The several district courts of the United States, the District of Columbia, the several district courts of the Territories of the United States, within whose jurisdictional limits the person, or persons, doing or committing such act, or any one of them, resides or shall be found, shall, wheresoever such act may have been done or committed, have full power and jurisdiction to hear, try, and determine such suit, and such person or persons as are not inhabitants of or found within the district in which suit is brought may be brought in by order of the court to be served personally or by publication or in such other reasonable manner as the court may direct. (July 1, 1944, ch. 358, § 19(a), (c-e), 58 Stat. 667, amended Ex. Ord. No. 9809, § 8, Dec. 12, 1946, 11 F.R. 14281; 1947 Reorg. Plan No. 1, § 201, eff. July 1, 1947, 12 F.R. 4534, 61 Stat. 951; June 25, 1948, ch. 645, § 21, 62 Stat. 862.)

Codification.-Subsec. (b) of section 19 of Act July 1, 1944, cited to text, amended section 590a of Title 18.

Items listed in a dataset
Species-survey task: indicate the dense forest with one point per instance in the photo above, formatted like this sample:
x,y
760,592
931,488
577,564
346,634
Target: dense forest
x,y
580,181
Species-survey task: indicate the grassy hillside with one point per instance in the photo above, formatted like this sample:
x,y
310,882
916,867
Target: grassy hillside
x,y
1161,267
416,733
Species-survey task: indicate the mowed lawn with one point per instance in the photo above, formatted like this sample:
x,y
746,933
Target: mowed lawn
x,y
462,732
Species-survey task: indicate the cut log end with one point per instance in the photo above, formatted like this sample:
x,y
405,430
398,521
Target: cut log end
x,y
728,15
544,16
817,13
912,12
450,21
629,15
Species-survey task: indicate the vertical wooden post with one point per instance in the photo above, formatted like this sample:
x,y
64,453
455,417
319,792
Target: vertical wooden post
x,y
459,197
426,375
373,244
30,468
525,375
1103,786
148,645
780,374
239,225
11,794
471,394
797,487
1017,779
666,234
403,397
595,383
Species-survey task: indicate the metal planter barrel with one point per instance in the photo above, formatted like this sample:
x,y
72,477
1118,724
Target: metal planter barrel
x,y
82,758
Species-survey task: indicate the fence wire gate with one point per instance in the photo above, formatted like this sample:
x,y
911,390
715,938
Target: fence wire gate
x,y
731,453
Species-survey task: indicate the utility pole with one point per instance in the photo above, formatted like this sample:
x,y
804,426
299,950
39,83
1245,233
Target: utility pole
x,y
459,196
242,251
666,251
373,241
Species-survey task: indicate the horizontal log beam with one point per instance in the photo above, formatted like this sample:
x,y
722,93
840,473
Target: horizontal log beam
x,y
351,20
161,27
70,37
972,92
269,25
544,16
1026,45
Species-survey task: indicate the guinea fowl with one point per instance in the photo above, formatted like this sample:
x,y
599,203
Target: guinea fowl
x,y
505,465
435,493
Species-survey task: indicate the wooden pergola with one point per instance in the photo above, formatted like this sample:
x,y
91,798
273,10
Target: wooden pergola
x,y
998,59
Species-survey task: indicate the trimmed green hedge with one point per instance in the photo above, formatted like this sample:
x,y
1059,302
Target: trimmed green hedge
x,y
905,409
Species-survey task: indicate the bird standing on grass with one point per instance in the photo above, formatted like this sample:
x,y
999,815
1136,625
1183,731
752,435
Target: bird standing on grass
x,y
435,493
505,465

**Exercise task**
From the statute excerpt, list every way the court may order that persons who are not inhabitants of or found within the district be served.

**Result for this exercise**
- Personally
- By publication
- In such other reasonable manner as the court may direct